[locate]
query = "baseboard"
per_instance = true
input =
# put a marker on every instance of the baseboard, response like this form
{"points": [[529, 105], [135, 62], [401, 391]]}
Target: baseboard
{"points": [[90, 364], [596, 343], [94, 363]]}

◆ ◆ ◆ ◆

→ Required work
Render every line of the material above as a JSON list of strings, one string per line, with blank lines omitted.

→ Solution for this exercise
[
  "[locate]",
  "query = \"baseboard\"",
  "per_instance = true",
  "input =",
  "# put a marker on every instance of the baseboard, response like this form",
  "{\"points\": [[529, 105], [135, 62], [401, 391]]}",
  "Target: baseboard",
  "{\"points\": [[90, 364], [596, 343], [94, 363]]}"
]